Trecho do documento:
--- --- ---

86 volta para se despedir do público com um episódio arrebatador no qual não só vimos a superação dos grandes traumas que atormentavam o protagonista Shin, como o reencontro com aquela que para ele simboliza a esperança, a Major Lena.

Ainda não foi dessa vez que eles se reencontraram para valer, mas a palinha dada e toda a sobreposição do lúdico com o real que permeou o desfecho do conflito com o Kiri, assim como dos conflitos do próprio Shin, tornaram esse o episódio mais incrível do anime.

O longo e caótico trecho lúdico envolvendo o Shin e o agravamento de todos os seus tormentos tomou vários minutos desse episodio e nos mergulhou em uma onda de desespero e pessimismo que só poderia mesmo ter sido superada com a ajuda de uma interferência externa.

Não sei se quem o salvou antes foi a Lena e sua unidade, mas sei que dessa vez foi ela que fez isso, o trazendo para a luz, sobrepondo o azul mórbido que representava dramas congelados no tempo com o vermelho vívido do sangue derramado nos campos de batalha.

Esse sangue, que por um lado simboliza as vidas perdidas e todas as desgraças que elas trouxeram, também pode ser encarado como uma prova de humanidade daqueles que perderam a vida no campo de batalha. Não como desperdício, mas para pavimentar um futuro.

--- --- ---

Informações registradas:
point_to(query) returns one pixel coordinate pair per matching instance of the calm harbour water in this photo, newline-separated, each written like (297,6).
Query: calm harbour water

--- --- ---

Retome o texto sobre o episódio de 86 e dê continuidade a ele logo após a última frase.

Resposta do exercício:
E foi com essa destreza, embalada por tanta delicadeza, quanto coragem, que a direção propiciou momentos intensos e intricadamente inteligentes não só em seu trecho inicial, como também na sequência em que os dois protagonistas se conhecem pessoalmente.

Ficar para trás, sozinho, suportar expectativas, de alguém que já está morto, encontrar um significado para a vida em meio a tantas mazelas, após se deparar novamente com a perda. Foram tantos sentimentos, tantas aflições, que é impossível não se sensibilizar com o Shin.

E o melhor disso foi a forma como esses pesadelos se sobrepuseram e se misturaram com a simples e pura realidade. Na hora em que a Lena se dirige ao veículo de combate do Shin eu jurava que aquilo era ele delirando, mas não, estava acontecendo fora do plano das ideias.

Ao mesmo tempo, ele ainda se via atordoado por todos aqueles pensamentos negativos, e não inverídicos em sua totalidade, que só foram se diluindo com a conversa, uma conversa carregada por um diálogo convenientemente pungente, mas na mesma medida compreensível.

Por quê? Porque o impacto que o Shin e os outros tiveram na vida da Lena voltou para eles, trazendo uma percepção de que valeu a pena, suas vidas não existiram apenas para aquele momento, mas também para ele, para que alguém levasse seus nomes e histórias até a luz.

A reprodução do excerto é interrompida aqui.